Location identification data:
— start —

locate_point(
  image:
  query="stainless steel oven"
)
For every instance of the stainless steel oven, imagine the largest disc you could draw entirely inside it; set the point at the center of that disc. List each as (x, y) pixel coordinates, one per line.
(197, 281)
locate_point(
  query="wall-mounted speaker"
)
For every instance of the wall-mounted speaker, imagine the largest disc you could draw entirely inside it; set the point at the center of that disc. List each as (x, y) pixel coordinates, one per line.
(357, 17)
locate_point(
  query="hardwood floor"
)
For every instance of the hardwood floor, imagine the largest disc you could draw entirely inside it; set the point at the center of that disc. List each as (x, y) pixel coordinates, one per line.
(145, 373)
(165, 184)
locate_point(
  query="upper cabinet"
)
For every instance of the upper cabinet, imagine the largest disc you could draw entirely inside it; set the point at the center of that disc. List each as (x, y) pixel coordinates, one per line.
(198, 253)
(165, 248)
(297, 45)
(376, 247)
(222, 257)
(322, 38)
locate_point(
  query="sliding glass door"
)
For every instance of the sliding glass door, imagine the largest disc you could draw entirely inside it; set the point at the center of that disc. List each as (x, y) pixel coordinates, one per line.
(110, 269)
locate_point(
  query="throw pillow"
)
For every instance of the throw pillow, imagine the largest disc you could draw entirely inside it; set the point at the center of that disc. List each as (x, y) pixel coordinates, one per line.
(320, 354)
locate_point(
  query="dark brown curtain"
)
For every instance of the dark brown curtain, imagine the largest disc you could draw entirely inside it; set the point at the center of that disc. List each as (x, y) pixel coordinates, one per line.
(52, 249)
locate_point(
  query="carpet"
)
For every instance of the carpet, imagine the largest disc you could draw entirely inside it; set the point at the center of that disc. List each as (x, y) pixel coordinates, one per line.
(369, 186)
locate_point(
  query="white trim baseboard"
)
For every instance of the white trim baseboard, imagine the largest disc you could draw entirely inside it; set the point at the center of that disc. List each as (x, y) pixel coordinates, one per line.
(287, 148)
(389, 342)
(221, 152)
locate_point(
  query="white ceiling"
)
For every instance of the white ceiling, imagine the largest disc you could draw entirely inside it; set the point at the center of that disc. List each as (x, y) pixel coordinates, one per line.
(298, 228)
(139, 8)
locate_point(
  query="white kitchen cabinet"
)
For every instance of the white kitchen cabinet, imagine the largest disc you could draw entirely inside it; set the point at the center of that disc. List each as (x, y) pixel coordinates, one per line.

— end —

Transcribe every line of the data above word for word.

- [RESULT BELOW]:
locate_point(
  image:
  query="stainless steel oven"
)
For every instance of the stainless steel oven, imagine the largest disc you could draw entirely inside it; set the point at the center of that disc. List each as (x, y) pixel coordinates, one per line.
(197, 281)
locate_point(
  query="wall-mounted speaker"
)
For every instance of the wall-mounted speaker, imagine the largest disc you could draw entirely inside it; set the point at the center of that disc. List each as (x, y) pixel coordinates, one per line.
(357, 17)
locate_point(
  query="hardwood floor"
)
For every instance of the hardwood floor, imagine the largest disc you could draw entirely inside it; set the point at the center of that disc. List each as (x, y) pixel coordinates, one per line.
(145, 373)
(165, 184)
locate_point(
  query="upper cabinet"
)
For every instance of the upper cabinet, imagine the largest disc you could draw entirely inside it; set the point at the center of that disc. List each as (x, y) pixel coordinates, one per line.
(198, 253)
(165, 248)
(297, 45)
(376, 247)
(222, 257)
(322, 38)
locate_point(
  query="sliding glass door"
)
For every instance of the sliding glass door, imagine the largest disc you could draw entirely inside it; set the point at the center of that disc. List each as (x, y) pixel coordinates, one per line.
(110, 269)
locate_point(
  query="throw pillow"
)
For every instance of the throw pillow, imagine the largest disc you could draw entirely inside it; set the point at the center of that disc. List each as (x, y) pixel coordinates, one per line.
(320, 354)
locate_point(
  query="dark brown curtain"
)
For every instance of the dark brown curtain, imagine the largest disc you could draw entirely inside it; set the point at the center of that disc. List each as (x, y) pixel coordinates, one per line.
(52, 249)
locate_point(
  query="carpet"
)
For every instance of the carpet, imagine the largest disc you could draw entirely inside it; set the point at the center of that disc. List each as (x, y) pixel coordinates, one per line.
(369, 186)
locate_point(
  query="white trim baseboard"
)
For every instance of the white trim baseboard, imagine the largest disc you could draw entirely inside it; set the point at the center of that disc. List each as (x, y) pixel coordinates, one per line.
(287, 148)
(389, 342)
(221, 152)
locate_point(
  query="white ceiling"
)
For every instance of the white ceiling, imagine the largest disc you could draw entirely inside it; set the point at the center of that disc. List each as (x, y) pixel coordinates, one per line.
(298, 228)
(139, 8)
locate_point(
  query="white kitchen cabinet"
)
For every instance of the white kitchen cabinet, imagine the largest disc you could draw entirely inside it; set the point at the center of that disc. List each as (x, y) pixel coordinates, one per line.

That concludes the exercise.